### [TEXT BLOCK]
# GUS wind turbines



## Runestone (Jan 7, 2007)

I'm just wondering if anyone has experience with this style of wind turbine? DH thinks this is the way to go for generating wind power...I like the idea that it's quieter than traditional blades.

http://www.escience.ca/gensci/RENDER/1017/2042/3126/13477.html


----------



## wy_white_wolf (Oct 14, 2004)

I have yet to see a VAWT that can compete with a HAWT on a cost/produced power basis. They haven't even come close.

There are reasons that the big commercial windgenny's look like they do. Have you seen a field of VAWTs built anywhere by the POCOs?


----------



## Jim-mi (May 15, 2002)

If these things were worth a tinkers toss the BIG boys BIG MONEY would be installing them. . . .do you see them . .?? . . NO you don't.

Back some ways I got a call from a potential customer. She rebelled at the cost of a turbine that would have fit her needs.
Had to laugh when driving by her business later (the business is right next to an expressway) . . .there were a couple guys installing two VA **machines**.
Fast forward....... one unit broke and fell down . . .and I have heard that she is in court suing .. . about the fact that neither one ever produced any where near what she was told they would do.

LOL boy that *installer's* profit margin sure is in the tank. . .LOL

If you want a back yard whirley-gig, buy one of those VA things.

On the other hand if you wish to produce some usable power then please check out the conventional HA (horizontal access) units.


----------



## adamtheha (Mar 14, 2007)

I was just about ready to get one of these, and one of the things I was thinking about was noise...but I didn't, and I'm HAPPY.
I have a HA (horizontal) turbine, and it does make noise...but you can't hear it over the wind rustling the grass, the traffic from a road 1 mile away, and my own heartbeat, and you definitely cannot hear it inside the house!

### [DATA SHOWN]
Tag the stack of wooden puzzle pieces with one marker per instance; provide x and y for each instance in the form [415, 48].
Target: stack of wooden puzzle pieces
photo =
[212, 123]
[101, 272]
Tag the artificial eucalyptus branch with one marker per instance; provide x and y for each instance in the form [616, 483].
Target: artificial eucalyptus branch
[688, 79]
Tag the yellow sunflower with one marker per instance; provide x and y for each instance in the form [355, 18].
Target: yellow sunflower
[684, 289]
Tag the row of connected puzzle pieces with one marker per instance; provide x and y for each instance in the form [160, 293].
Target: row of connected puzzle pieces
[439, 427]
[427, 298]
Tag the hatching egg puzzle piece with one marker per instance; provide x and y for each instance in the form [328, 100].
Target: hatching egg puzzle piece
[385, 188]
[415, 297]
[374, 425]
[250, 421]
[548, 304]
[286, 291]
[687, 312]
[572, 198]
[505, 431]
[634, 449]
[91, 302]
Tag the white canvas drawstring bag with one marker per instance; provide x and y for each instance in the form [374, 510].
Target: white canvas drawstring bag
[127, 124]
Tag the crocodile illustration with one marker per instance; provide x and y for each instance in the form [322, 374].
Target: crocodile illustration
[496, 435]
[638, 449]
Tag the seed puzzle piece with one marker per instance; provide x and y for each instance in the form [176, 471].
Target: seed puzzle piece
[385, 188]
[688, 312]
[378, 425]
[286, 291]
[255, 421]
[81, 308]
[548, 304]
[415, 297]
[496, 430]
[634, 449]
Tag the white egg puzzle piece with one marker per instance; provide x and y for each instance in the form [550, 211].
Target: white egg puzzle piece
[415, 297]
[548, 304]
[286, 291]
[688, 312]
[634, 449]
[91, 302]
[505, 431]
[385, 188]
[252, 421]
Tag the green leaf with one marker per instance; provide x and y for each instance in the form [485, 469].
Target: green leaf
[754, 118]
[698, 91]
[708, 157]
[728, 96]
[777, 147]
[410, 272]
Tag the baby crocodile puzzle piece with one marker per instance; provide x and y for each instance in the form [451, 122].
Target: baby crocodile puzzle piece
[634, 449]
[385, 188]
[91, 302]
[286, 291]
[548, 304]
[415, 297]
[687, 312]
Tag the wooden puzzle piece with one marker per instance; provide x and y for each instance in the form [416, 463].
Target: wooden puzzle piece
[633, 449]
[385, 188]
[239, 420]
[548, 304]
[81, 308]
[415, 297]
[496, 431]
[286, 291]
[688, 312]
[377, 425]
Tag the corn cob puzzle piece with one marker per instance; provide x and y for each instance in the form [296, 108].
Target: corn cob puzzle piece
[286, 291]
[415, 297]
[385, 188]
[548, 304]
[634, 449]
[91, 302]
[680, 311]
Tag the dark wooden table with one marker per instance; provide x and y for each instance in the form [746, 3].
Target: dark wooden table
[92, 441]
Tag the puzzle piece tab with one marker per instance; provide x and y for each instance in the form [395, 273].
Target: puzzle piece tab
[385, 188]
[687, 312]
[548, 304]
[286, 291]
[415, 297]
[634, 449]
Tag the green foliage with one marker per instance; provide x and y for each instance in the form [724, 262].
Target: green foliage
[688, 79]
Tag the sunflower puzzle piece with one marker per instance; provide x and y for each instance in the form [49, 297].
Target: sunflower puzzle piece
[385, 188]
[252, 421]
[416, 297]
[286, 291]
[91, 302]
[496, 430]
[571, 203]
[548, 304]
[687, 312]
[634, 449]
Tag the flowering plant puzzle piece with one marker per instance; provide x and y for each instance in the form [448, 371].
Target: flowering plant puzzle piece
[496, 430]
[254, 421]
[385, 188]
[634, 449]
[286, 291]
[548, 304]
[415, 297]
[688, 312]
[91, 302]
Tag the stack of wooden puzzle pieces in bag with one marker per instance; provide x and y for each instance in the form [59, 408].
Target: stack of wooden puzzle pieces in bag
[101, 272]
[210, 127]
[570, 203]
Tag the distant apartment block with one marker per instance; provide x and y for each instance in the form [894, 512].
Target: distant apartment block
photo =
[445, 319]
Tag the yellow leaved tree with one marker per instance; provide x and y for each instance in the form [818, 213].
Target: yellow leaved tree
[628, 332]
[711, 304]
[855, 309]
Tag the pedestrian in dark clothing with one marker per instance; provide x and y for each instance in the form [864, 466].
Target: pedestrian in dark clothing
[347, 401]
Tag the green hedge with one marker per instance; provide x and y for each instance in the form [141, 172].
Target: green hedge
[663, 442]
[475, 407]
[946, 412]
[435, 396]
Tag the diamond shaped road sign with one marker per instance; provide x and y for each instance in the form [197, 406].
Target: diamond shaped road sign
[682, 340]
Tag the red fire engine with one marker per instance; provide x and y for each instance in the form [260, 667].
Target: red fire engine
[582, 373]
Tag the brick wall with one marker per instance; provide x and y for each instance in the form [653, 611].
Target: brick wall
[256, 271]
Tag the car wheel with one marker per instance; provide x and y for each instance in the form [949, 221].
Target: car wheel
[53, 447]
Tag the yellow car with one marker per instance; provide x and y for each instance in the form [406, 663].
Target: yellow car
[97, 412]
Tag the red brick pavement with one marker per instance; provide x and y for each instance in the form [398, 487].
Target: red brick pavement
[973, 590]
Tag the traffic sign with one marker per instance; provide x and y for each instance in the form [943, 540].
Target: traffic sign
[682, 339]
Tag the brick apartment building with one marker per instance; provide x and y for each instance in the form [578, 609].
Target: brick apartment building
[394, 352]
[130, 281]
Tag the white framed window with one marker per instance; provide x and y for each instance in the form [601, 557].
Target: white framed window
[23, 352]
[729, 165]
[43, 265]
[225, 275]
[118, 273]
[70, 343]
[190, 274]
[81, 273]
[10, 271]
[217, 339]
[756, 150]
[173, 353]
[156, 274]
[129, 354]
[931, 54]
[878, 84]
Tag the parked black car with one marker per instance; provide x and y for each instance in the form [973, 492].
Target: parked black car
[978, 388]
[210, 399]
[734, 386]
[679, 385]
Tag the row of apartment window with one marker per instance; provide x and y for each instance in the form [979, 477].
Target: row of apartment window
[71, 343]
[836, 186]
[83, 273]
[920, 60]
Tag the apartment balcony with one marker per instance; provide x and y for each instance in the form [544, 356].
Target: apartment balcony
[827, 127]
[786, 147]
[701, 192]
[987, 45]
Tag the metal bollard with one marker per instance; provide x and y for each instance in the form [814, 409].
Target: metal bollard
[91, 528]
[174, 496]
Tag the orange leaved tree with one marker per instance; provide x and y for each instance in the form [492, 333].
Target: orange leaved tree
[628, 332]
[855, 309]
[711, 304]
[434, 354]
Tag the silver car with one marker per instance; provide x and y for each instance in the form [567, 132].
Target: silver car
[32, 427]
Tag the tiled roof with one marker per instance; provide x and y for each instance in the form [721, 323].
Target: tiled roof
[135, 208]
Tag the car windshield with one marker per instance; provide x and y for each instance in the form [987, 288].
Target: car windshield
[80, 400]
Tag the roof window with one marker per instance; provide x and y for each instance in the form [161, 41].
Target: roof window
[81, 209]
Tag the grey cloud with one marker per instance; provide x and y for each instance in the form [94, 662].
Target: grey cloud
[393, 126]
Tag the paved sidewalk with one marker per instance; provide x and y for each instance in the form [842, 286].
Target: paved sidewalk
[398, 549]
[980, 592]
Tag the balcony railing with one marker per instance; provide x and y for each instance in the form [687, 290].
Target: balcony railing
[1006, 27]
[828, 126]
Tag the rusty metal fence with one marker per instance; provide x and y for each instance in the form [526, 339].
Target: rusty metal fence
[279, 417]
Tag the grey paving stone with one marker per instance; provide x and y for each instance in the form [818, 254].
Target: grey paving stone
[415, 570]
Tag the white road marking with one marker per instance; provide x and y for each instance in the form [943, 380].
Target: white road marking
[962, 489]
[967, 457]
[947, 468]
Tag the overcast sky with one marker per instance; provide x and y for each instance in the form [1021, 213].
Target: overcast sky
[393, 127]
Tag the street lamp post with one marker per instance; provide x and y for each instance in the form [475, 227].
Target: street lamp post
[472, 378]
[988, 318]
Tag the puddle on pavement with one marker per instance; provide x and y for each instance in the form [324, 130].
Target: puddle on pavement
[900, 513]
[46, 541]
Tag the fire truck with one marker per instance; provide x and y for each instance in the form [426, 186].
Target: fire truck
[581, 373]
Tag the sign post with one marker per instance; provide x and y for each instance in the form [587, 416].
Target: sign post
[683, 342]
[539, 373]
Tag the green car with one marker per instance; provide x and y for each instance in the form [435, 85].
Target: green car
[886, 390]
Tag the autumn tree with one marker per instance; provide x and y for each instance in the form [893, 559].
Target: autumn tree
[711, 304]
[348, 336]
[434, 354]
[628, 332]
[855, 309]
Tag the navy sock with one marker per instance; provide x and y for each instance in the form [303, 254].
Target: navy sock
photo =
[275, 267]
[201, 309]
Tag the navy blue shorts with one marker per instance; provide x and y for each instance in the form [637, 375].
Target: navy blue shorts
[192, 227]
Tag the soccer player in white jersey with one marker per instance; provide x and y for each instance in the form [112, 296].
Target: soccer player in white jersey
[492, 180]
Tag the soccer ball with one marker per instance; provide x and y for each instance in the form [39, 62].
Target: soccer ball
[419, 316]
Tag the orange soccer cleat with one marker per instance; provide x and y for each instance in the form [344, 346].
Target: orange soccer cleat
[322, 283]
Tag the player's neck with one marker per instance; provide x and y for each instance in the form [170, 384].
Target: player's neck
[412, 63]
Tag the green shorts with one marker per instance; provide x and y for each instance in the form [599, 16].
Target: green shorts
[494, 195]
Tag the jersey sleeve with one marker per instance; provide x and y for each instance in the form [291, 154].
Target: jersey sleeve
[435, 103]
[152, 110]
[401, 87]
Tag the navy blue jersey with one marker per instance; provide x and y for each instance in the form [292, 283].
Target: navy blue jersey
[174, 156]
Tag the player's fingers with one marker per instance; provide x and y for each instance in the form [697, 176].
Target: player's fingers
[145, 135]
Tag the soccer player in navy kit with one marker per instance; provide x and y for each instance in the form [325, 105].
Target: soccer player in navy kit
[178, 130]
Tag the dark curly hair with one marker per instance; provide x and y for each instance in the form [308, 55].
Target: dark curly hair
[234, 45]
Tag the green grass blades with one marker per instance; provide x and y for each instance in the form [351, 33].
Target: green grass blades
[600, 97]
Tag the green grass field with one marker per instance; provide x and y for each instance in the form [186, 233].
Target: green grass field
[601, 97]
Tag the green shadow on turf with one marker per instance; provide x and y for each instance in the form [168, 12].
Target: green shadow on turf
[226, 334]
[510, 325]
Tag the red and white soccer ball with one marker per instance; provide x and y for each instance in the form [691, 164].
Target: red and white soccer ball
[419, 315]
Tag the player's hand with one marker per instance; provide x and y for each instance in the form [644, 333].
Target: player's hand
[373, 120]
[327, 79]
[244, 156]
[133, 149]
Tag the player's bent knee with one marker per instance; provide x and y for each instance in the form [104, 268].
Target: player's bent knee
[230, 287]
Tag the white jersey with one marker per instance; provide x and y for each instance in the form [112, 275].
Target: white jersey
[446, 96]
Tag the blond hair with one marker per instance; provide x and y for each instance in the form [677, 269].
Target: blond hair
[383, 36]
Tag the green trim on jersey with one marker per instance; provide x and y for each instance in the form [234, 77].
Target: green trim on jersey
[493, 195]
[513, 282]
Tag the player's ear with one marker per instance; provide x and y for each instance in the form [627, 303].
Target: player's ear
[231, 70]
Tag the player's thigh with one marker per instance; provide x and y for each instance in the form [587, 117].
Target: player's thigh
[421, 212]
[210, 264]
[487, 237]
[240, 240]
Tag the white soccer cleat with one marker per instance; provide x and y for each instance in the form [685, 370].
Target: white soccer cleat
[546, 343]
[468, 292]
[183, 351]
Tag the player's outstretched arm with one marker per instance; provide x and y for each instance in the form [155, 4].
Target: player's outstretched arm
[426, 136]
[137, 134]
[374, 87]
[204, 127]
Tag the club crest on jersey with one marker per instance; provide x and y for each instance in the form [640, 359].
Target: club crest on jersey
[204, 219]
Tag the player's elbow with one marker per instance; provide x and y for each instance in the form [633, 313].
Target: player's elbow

### [DIRECTION 1]
Reproduce the passage of the wind turbine thread that begins at the words "I'm just wondering" and stops after the words "than traditional blades.".
### [DIRECTION 2]
From the entries, write out again word for word every line from the one containing "Tag the white soccer" through the final line of the entries, including both.

### [EXERCISE RESPONSE 1]
I'm just wondering if anyone has experience with this style of wind turbine? DH thinks this is the way to go for generating wind power...I like the idea that it's quieter than traditional blades.

### [EXERCISE RESPONSE 2]
Tag the white soccer cleat with one marker per instance; provide x and y for each instance in the form [685, 370].
Target: white soccer cleat
[546, 343]
[468, 292]
[183, 351]
Tag the player's outstretched arm with one marker per instance; provide x and y for each instance in the form [155, 4].
Target: player's outstretched arm
[426, 136]
[137, 134]
[374, 87]
[204, 127]
Tag the club crest on jersey with one marker per instance; provide x and y for each instance in the form [640, 359].
Target: club crest on jersey
[204, 219]
Tag the player's elbow with one marker per instance; provide x and y for each instance in the form [633, 313].
Target: player's elbow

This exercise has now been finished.